• [REQUIREMENTS]: From the records below, return every line that contains the string "steer".

• [SUPPLIED DATA]:
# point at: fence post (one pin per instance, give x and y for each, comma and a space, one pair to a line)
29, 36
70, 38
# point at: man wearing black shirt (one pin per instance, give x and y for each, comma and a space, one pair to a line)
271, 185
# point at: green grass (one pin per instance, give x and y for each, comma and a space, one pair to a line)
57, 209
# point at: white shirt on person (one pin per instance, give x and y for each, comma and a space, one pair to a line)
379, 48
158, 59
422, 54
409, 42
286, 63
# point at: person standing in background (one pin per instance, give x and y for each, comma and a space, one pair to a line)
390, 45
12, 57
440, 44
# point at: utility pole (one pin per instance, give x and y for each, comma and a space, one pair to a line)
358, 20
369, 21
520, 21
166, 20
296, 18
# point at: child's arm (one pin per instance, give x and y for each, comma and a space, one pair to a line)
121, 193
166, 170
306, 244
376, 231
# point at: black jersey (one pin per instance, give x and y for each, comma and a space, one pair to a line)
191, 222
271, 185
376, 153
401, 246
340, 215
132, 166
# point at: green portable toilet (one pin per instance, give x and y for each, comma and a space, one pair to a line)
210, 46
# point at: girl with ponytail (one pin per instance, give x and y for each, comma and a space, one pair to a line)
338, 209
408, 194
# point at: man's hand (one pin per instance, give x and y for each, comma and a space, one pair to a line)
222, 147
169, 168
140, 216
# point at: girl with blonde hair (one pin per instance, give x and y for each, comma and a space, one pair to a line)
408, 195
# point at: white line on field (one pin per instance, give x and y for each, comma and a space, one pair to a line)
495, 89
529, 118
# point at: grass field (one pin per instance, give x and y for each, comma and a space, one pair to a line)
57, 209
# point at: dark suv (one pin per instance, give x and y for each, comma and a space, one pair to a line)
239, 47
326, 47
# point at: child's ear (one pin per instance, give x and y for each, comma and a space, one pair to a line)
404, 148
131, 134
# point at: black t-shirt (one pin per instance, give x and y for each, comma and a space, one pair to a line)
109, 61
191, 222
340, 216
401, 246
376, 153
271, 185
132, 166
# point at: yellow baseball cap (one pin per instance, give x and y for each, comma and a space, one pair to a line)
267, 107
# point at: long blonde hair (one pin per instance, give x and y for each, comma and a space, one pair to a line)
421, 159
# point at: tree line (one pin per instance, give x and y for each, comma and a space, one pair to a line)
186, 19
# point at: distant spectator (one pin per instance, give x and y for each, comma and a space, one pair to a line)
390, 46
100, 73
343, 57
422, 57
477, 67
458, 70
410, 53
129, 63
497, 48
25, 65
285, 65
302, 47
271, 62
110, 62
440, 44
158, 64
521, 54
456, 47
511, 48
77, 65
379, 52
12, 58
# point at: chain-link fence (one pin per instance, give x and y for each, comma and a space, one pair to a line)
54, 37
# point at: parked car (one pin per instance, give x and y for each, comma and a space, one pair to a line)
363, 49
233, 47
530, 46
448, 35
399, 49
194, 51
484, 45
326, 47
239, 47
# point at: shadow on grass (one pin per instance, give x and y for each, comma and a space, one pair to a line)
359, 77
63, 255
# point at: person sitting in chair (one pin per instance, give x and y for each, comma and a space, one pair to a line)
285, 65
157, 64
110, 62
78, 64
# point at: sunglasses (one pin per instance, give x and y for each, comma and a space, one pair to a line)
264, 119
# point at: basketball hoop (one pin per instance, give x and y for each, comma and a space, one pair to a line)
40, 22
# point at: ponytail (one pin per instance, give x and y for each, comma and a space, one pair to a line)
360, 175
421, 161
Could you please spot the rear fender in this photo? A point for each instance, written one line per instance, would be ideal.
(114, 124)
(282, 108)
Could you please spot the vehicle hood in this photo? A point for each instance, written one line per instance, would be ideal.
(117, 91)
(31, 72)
--
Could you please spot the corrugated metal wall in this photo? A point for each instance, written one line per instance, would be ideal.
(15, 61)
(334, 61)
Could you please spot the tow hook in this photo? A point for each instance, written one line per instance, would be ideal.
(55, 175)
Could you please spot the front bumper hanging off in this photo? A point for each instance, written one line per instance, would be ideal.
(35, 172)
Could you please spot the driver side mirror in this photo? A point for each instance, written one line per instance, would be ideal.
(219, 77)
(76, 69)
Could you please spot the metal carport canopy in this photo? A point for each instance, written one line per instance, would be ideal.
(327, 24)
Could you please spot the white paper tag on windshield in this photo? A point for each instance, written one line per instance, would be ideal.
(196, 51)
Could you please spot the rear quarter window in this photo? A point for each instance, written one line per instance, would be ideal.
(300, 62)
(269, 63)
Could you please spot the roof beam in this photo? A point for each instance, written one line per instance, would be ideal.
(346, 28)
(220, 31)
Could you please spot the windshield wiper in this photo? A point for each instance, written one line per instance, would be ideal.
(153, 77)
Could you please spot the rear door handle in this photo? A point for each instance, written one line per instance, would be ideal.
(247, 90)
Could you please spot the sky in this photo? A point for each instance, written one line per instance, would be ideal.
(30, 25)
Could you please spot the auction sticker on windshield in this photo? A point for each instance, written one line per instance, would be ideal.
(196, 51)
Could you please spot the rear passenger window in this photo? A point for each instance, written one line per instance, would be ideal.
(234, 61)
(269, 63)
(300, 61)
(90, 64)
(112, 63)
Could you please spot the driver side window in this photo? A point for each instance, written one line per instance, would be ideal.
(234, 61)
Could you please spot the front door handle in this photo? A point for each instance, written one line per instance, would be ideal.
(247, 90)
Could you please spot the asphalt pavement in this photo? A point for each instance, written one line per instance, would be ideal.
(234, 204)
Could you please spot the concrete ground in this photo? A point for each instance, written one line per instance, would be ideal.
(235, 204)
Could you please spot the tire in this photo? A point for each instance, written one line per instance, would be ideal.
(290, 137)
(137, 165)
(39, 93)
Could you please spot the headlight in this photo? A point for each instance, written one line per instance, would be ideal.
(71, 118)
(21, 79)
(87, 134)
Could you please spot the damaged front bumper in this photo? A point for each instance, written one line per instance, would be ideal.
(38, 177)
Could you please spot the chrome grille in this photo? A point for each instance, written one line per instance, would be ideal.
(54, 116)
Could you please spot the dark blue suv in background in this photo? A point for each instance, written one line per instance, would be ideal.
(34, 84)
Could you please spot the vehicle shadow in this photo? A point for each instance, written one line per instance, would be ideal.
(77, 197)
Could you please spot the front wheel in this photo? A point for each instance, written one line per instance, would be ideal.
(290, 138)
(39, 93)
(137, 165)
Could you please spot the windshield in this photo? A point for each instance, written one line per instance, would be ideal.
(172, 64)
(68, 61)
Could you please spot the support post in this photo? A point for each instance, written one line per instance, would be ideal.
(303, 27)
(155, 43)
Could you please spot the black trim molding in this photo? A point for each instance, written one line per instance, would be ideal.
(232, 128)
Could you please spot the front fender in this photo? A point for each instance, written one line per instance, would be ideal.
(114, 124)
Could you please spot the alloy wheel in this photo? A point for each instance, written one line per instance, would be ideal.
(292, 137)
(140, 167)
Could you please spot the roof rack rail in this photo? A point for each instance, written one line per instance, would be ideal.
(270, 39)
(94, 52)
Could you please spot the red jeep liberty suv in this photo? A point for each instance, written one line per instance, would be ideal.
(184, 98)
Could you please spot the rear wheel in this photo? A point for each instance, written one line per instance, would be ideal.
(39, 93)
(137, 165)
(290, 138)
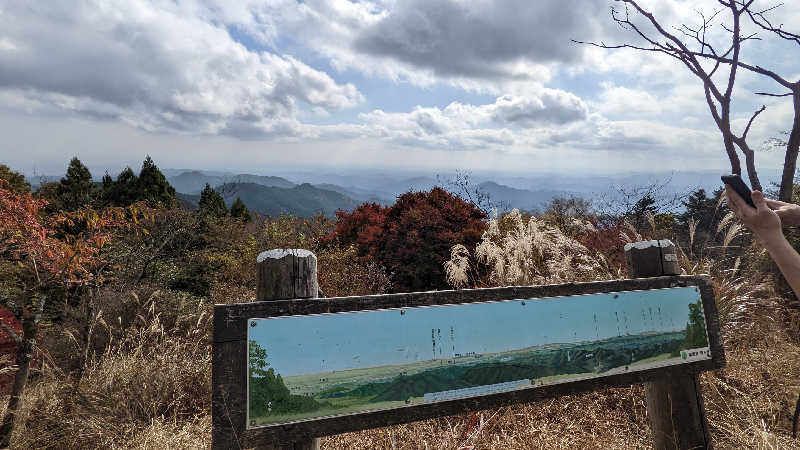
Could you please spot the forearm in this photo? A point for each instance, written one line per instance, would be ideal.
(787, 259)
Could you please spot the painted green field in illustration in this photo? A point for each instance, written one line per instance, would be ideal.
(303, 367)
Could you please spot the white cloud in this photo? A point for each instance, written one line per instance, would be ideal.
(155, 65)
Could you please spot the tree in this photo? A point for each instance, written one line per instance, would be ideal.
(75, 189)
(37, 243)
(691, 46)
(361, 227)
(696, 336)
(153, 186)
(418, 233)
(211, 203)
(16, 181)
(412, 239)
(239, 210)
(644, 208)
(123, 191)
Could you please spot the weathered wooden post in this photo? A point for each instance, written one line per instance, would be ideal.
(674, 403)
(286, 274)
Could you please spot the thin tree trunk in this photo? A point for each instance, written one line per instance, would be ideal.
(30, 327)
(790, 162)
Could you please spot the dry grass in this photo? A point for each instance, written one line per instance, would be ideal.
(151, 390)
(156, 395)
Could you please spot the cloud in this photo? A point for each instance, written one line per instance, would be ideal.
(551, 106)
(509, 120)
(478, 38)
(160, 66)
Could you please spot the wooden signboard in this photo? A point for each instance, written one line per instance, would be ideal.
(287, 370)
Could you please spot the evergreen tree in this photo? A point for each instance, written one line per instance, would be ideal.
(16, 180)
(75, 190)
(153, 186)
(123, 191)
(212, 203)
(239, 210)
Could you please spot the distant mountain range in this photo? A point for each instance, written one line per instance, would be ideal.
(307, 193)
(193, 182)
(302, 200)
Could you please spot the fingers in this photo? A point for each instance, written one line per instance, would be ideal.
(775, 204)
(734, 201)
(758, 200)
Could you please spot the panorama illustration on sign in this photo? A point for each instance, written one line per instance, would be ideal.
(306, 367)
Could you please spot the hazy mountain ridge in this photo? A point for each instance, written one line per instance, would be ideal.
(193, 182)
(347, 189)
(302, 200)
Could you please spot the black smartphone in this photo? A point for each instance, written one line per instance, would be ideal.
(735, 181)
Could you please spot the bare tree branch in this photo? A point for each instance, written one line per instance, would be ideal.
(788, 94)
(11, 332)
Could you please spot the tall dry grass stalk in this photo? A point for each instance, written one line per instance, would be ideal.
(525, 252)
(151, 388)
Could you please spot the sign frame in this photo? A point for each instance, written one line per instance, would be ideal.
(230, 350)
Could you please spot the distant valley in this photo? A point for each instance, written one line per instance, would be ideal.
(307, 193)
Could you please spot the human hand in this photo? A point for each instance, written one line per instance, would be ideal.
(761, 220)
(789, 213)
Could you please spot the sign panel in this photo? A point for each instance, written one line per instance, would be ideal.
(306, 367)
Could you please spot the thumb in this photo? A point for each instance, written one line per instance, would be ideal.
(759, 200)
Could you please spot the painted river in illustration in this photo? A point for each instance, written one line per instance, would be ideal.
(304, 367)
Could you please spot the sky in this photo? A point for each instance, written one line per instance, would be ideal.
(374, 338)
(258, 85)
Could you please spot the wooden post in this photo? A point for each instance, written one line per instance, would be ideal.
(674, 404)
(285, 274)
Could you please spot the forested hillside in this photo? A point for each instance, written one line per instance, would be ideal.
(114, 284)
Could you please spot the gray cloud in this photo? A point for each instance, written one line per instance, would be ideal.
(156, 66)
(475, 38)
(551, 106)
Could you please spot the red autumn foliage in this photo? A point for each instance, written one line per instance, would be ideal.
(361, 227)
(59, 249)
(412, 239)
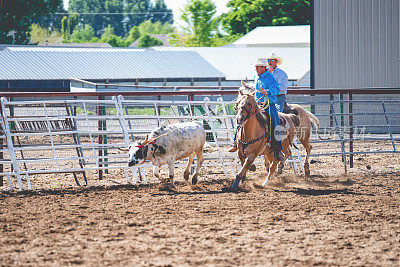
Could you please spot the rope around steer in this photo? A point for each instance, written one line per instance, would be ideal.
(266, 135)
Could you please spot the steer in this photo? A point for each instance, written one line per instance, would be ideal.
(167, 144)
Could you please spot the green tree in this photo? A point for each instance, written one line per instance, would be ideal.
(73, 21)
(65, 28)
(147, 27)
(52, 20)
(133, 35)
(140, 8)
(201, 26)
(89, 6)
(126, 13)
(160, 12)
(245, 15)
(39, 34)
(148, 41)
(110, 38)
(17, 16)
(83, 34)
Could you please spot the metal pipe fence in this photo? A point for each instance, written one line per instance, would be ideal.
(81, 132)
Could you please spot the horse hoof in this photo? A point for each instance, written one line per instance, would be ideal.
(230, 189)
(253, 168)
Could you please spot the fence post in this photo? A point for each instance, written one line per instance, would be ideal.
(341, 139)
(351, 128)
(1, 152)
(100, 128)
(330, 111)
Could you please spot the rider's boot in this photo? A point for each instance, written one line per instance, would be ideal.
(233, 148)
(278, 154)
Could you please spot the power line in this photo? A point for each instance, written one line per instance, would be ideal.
==
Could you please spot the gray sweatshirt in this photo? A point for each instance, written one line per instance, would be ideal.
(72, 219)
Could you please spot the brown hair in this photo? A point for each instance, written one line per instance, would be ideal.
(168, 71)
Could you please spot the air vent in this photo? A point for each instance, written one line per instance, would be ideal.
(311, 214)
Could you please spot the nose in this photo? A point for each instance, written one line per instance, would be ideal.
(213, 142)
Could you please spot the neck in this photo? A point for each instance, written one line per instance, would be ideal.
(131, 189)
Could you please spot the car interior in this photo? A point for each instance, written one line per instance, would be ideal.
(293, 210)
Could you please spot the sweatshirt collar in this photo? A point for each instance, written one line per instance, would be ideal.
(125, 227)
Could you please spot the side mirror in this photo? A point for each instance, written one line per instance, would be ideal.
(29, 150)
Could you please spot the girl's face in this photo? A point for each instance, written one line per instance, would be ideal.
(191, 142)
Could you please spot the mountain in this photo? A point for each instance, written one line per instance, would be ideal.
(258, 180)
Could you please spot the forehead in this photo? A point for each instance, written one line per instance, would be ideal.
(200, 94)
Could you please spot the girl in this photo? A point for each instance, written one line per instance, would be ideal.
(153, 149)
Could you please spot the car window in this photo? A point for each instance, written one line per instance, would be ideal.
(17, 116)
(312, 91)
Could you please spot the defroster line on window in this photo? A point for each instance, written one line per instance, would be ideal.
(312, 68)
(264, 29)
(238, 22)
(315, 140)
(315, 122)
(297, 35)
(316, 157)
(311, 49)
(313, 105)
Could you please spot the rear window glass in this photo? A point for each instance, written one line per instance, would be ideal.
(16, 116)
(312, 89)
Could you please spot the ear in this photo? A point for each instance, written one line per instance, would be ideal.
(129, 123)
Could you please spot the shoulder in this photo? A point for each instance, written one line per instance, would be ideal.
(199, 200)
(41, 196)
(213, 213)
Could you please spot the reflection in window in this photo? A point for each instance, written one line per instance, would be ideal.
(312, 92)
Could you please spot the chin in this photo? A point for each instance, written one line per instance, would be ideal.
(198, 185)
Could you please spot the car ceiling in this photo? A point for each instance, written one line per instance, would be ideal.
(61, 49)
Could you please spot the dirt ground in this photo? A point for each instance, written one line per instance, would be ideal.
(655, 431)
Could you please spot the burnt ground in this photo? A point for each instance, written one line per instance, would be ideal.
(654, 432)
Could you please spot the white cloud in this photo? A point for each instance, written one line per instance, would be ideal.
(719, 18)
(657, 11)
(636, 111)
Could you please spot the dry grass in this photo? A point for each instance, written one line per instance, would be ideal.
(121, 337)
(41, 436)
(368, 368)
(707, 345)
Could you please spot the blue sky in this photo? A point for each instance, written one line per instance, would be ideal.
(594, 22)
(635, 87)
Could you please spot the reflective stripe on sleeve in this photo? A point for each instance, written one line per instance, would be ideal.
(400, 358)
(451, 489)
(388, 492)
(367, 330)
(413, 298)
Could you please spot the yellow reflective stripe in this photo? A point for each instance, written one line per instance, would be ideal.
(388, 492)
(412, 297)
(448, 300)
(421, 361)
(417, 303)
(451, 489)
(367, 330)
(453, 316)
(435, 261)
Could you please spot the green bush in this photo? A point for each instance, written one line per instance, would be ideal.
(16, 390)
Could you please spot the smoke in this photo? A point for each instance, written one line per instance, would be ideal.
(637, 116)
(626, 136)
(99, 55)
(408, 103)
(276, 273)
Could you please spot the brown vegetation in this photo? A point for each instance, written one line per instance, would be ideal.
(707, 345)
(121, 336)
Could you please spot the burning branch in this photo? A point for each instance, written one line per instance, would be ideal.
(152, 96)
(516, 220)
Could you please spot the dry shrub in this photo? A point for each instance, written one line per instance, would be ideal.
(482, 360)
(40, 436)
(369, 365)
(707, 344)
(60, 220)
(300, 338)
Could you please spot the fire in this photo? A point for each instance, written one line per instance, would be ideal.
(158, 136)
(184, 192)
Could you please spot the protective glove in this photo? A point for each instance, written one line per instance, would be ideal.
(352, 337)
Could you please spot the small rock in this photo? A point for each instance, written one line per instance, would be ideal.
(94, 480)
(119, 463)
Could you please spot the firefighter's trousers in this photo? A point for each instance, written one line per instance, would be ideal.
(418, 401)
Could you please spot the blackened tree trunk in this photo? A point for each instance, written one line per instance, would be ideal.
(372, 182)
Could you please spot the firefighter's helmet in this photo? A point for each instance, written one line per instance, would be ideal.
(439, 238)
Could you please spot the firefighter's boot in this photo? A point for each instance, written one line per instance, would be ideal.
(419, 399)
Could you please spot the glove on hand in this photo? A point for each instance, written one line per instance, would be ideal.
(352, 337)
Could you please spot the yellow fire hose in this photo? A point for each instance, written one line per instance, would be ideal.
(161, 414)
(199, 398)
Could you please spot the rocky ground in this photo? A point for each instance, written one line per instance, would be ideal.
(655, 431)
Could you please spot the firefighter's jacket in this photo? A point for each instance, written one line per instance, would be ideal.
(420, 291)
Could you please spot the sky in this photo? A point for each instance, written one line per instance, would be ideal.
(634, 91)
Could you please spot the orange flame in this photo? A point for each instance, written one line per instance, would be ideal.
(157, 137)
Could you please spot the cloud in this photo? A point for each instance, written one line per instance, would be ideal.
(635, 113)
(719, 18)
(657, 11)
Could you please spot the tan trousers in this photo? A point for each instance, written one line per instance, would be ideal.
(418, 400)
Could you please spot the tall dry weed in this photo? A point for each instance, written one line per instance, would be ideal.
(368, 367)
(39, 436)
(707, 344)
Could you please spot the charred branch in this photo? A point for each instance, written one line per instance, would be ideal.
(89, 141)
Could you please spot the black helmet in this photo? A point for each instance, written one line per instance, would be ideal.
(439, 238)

• [EXPECTED ANSWER]:
Could you please spot the rope around steer in this photo? A point for each instance, written one line per instance, would be ideal.
Could you please spot the steer in this photo? A point for each instance, written one line per instance, would be ideal.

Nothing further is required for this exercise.